[Data Boundary: Start]

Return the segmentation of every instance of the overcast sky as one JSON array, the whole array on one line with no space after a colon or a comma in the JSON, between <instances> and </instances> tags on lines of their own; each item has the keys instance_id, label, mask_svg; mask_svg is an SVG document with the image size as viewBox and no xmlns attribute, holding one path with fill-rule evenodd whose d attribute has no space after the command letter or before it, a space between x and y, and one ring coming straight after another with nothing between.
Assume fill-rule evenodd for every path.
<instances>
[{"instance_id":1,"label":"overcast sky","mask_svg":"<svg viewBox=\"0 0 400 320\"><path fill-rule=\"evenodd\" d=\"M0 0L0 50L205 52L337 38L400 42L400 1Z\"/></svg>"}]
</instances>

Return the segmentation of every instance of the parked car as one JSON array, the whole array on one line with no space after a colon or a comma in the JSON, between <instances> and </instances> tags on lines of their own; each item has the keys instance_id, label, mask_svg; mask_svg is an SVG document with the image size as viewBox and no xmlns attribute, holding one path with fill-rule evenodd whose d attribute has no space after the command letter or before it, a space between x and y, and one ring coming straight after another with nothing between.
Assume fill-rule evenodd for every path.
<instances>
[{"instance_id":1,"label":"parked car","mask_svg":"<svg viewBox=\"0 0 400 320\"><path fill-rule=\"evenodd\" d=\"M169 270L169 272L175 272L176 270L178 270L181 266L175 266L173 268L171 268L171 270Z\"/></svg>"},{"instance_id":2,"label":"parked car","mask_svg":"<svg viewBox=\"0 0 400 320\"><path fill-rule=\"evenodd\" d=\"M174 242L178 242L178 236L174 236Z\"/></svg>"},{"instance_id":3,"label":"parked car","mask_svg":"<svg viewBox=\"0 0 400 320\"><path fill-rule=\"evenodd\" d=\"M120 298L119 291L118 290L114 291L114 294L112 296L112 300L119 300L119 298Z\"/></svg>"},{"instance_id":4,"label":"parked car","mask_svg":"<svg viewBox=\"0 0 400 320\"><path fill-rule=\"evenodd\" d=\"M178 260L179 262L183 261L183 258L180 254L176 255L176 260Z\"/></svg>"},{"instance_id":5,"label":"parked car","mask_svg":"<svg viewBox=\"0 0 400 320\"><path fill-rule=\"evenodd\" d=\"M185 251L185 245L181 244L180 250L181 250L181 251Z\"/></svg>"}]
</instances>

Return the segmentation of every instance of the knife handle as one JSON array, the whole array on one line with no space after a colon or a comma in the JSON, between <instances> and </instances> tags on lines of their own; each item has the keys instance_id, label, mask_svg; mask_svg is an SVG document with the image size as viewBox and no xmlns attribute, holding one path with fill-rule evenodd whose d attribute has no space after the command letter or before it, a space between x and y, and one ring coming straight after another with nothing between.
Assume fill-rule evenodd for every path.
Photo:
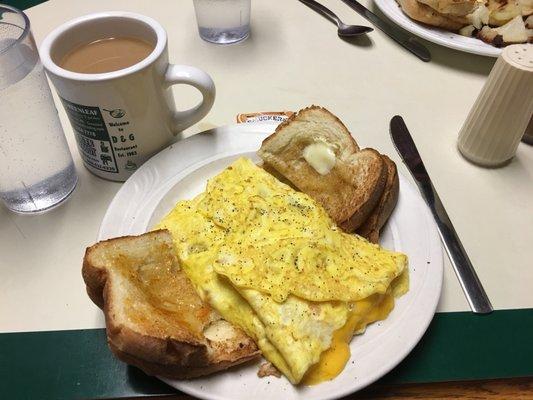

[Data Boundary: End]

**Task details**
Each entry needs to be returned verbatim, with its pictures left out.

**Solution for this exercise**
Return the segmentation of every instance of the overcast sky as one JSON array, the whole array on one line with no space after a colon or a comma in the JSON, between <instances> and </instances> tags on lines of their own; each item has the keys instance_id, label, mask_svg; mask_svg is an SVG document with the image size as viewBox and no xmlns attribute, holding one path with fill-rule evenodd whose d attribute has no space after the command letter or before it, a space between x and y, and one ring coming straight after another with nothing between.
Assume fill-rule evenodd for every path.
<instances>
[{"instance_id":1,"label":"overcast sky","mask_svg":"<svg viewBox=\"0 0 400 320\"><path fill-rule=\"evenodd\" d=\"M0 0L0 50L205 52L337 38L400 42L400 1Z\"/></svg>"}]
</instances>

Return the segmentation of every instance of the parked car as one JSON array, the whole array on one line with no space after a colon or a comma in the JSON, between <instances> and </instances> tags on lines of their own; each item has the keys instance_id, label, mask_svg; mask_svg is an SVG document with the image size as viewBox and no xmlns attribute, holding one path with fill-rule evenodd whose d attribute has no space after the command letter or before it, a space between x and y, and one ring coming straight after another with nothing between.
Assume fill-rule evenodd for every path.
<instances>
[{"instance_id":1,"label":"parked car","mask_svg":"<svg viewBox=\"0 0 400 320\"><path fill-rule=\"evenodd\" d=\"M169 270L169 272L175 272L176 270L178 270L181 266L175 266L173 268L171 268L171 270Z\"/></svg>"},{"instance_id":2,"label":"parked car","mask_svg":"<svg viewBox=\"0 0 400 320\"><path fill-rule=\"evenodd\" d=\"M174 242L178 242L178 236L174 236Z\"/></svg>"},{"instance_id":3,"label":"parked car","mask_svg":"<svg viewBox=\"0 0 400 320\"><path fill-rule=\"evenodd\" d=\"M120 298L119 291L118 290L114 291L114 294L112 296L112 300L119 300L119 298Z\"/></svg>"},{"instance_id":4,"label":"parked car","mask_svg":"<svg viewBox=\"0 0 400 320\"><path fill-rule=\"evenodd\" d=\"M178 260L179 262L183 261L183 258L180 254L176 255L176 260Z\"/></svg>"},{"instance_id":5,"label":"parked car","mask_svg":"<svg viewBox=\"0 0 400 320\"><path fill-rule=\"evenodd\" d=\"M185 251L185 245L181 244L180 250L181 250L181 251Z\"/></svg>"}]
</instances>

Return the segmentation of every instance of the knife handle as one JSON array, the whole array on one line with no space after a colon or a comma in the JSON, between <instances> and </instances> tags on lines of their own; each item has the keys instance_id, label, mask_svg; mask_svg is an SVG document with the image size as viewBox and no xmlns attribute, holding one path with fill-rule evenodd whose d attribute has no space after the command letter or before it, a space between x and y, and one ring coming straight after another with nothing between.
Assume fill-rule evenodd for every path.
Photo:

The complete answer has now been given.